**What needs to be done**:
Return the material below word for word, starting at the line containing "find shingled roof" and ending at its final line, with nothing else.

____ Records shown

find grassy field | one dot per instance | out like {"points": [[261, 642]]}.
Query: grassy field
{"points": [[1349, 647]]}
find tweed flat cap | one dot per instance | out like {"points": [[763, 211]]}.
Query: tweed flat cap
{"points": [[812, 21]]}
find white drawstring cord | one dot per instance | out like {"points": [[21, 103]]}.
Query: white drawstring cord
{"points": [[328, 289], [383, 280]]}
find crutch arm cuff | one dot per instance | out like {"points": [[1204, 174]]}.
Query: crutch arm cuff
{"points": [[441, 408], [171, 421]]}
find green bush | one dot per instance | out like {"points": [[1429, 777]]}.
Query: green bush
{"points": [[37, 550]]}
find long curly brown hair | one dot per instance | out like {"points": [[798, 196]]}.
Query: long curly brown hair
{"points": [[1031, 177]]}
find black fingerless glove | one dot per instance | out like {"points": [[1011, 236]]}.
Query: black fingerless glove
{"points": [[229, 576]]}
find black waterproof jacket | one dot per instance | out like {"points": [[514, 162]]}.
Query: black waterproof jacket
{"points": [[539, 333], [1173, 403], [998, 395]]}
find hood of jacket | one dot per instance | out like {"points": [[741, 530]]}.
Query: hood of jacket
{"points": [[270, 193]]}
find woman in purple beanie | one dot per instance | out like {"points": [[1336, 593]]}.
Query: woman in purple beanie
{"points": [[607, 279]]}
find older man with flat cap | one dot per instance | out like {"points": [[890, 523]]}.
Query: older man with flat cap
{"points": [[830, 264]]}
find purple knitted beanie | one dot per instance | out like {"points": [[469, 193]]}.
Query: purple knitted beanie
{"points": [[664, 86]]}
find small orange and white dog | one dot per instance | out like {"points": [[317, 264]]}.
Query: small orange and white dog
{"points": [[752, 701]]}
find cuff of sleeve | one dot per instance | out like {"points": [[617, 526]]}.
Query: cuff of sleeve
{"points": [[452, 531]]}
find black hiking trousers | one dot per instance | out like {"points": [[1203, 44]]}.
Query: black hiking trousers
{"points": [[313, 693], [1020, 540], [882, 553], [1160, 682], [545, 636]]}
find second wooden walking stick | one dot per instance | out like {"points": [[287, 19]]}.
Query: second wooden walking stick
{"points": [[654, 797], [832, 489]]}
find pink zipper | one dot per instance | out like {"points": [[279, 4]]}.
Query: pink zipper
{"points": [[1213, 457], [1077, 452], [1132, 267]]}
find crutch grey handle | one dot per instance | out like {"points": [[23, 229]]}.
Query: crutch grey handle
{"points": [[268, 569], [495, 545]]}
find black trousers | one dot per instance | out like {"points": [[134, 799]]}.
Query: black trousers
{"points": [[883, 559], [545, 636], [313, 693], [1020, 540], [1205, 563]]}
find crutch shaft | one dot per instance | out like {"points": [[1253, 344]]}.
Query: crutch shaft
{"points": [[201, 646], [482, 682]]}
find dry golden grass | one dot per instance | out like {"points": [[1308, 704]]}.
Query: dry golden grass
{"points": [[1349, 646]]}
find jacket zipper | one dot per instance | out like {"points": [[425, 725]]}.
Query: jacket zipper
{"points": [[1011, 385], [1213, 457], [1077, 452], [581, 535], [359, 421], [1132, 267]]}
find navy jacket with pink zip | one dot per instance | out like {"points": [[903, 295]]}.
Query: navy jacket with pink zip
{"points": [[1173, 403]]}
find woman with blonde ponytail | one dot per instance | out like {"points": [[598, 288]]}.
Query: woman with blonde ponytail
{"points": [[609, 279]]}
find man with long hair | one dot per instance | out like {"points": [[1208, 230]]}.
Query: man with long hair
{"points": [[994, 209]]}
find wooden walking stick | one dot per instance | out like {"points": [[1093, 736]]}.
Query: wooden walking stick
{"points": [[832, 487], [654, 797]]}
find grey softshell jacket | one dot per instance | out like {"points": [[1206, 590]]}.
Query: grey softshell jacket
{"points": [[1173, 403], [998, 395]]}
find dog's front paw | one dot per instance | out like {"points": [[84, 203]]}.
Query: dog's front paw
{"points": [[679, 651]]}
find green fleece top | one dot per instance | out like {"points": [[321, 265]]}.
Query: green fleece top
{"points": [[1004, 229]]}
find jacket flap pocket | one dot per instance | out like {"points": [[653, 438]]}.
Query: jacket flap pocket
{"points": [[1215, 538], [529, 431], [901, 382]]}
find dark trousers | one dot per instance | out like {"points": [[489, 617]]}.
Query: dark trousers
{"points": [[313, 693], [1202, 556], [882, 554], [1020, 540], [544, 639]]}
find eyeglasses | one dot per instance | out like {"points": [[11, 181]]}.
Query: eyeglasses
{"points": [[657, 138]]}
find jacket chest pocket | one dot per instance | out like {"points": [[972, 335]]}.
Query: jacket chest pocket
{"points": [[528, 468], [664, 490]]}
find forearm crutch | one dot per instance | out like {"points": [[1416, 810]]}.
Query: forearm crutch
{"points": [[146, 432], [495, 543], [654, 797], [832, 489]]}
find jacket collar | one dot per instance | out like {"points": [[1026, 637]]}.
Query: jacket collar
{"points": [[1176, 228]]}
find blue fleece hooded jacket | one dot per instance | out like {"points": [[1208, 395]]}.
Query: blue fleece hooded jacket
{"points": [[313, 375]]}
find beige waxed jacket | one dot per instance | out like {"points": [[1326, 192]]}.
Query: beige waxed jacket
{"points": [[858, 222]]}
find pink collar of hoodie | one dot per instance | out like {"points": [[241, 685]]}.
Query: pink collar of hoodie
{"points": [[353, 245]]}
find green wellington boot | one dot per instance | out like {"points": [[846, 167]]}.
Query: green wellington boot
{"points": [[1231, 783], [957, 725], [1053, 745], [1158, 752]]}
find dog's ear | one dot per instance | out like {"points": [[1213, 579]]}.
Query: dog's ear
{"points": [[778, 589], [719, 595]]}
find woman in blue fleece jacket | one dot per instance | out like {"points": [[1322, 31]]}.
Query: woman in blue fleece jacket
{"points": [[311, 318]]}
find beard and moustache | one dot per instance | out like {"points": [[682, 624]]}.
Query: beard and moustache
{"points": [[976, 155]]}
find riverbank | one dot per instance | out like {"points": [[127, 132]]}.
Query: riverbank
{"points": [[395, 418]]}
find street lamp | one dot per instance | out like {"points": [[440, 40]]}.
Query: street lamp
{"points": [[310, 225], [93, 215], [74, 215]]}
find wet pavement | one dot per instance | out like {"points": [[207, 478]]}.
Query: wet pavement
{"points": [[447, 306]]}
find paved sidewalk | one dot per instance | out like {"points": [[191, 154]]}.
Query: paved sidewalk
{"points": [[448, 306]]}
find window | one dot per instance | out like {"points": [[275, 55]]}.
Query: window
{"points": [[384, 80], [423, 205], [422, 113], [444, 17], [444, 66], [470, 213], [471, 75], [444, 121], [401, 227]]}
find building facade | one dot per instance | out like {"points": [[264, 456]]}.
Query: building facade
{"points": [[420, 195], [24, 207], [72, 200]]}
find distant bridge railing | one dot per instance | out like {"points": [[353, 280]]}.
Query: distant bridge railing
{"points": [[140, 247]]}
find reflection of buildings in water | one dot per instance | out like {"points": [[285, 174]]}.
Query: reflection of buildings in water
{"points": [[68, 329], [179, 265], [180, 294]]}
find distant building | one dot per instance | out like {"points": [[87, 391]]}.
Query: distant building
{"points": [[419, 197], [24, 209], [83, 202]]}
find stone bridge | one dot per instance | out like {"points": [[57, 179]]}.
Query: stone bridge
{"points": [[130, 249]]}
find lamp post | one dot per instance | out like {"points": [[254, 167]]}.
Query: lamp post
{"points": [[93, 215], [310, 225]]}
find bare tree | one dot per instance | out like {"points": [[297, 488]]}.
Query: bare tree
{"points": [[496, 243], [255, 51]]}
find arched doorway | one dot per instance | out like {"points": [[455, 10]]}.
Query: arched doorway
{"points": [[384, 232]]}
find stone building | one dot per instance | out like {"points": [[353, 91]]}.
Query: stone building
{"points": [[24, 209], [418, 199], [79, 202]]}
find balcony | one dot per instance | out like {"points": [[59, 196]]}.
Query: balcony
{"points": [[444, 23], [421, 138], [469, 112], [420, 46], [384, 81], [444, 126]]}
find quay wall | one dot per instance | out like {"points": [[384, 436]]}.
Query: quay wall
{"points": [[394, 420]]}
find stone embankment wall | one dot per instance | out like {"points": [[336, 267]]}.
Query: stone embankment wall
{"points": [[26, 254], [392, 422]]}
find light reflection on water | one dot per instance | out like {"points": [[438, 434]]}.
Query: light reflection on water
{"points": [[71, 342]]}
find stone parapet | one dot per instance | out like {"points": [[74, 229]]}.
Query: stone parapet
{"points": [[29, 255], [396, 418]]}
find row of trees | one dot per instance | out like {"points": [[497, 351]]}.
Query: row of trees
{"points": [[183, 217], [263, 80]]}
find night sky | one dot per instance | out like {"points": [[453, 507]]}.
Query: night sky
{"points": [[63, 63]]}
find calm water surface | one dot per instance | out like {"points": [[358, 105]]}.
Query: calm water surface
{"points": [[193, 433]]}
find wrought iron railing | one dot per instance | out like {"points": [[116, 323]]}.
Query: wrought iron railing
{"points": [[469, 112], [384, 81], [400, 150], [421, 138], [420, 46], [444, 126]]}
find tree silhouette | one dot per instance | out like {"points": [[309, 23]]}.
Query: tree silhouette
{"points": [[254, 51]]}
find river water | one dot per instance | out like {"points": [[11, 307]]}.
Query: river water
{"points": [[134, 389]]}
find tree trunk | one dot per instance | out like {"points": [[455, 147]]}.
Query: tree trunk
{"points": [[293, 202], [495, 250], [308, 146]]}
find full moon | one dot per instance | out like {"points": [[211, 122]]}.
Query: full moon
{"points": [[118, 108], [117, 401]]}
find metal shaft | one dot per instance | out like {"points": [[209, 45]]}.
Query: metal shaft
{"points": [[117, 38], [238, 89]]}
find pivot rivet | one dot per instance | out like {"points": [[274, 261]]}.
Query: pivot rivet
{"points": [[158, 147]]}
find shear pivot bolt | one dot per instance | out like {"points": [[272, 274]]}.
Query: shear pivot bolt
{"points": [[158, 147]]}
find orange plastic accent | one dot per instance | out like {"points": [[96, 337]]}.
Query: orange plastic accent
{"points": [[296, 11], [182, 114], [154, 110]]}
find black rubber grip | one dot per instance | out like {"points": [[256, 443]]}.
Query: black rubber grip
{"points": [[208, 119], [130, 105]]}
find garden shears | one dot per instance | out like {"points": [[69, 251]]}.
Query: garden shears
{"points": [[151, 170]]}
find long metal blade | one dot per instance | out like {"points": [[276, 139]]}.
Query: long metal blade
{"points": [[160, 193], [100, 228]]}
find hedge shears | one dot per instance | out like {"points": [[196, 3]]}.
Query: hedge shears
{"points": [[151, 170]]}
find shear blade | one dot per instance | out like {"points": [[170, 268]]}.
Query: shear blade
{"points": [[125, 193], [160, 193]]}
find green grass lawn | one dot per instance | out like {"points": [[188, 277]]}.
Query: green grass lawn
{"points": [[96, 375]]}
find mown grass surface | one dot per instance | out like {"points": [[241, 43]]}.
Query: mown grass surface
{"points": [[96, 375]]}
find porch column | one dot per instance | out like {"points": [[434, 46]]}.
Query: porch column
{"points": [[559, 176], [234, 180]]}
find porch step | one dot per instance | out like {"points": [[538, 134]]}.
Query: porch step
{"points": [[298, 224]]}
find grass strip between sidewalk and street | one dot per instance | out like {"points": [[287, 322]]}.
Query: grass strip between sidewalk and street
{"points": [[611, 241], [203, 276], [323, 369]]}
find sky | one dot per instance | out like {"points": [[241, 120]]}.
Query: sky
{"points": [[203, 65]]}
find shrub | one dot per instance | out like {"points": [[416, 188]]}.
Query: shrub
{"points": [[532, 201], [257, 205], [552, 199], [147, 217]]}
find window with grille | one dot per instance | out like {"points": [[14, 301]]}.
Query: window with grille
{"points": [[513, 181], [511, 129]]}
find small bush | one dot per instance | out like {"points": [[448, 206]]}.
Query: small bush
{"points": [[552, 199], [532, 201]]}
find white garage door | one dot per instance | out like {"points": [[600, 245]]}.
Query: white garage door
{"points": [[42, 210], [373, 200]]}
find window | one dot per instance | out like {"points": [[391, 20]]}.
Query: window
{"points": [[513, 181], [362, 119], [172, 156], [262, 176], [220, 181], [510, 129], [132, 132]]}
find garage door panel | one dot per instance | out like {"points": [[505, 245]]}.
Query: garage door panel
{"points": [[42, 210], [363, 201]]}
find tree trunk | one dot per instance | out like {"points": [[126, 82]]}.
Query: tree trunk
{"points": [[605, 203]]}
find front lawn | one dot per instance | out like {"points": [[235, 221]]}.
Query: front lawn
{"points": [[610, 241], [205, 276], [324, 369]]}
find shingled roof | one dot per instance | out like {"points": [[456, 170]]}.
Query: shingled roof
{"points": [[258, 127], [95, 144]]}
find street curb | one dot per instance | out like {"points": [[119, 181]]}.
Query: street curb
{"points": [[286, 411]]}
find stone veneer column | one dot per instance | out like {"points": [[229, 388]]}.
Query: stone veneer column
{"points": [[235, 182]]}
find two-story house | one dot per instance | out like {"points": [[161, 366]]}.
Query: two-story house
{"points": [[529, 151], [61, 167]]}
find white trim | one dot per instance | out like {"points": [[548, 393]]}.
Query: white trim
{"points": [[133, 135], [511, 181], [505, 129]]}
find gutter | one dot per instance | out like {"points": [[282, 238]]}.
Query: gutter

________

**Worked answer**:
find shingled roof | one dot per instance | out like {"points": [[456, 170]]}.
Query: shingled roof
{"points": [[258, 127], [95, 144]]}
find street curb | one dot per instance | out like {"points": [[119, 181]]}.
Query: street curb
{"points": [[286, 411]]}
find stone veneer column | one dot per instance | out like {"points": [[229, 388]]}.
Query: stone veneer column
{"points": [[235, 182]]}
find two-story house | one dot per instance | out like {"points": [[161, 366]]}.
Query: two-story house
{"points": [[529, 151], [61, 167]]}
find white trim | one dot per instance | out like {"points": [[548, 393]]}.
Query: white trim
{"points": [[133, 135], [511, 181], [505, 129]]}
find gutter | one dot per instance | out like {"points": [[282, 238]]}.
Query: gutter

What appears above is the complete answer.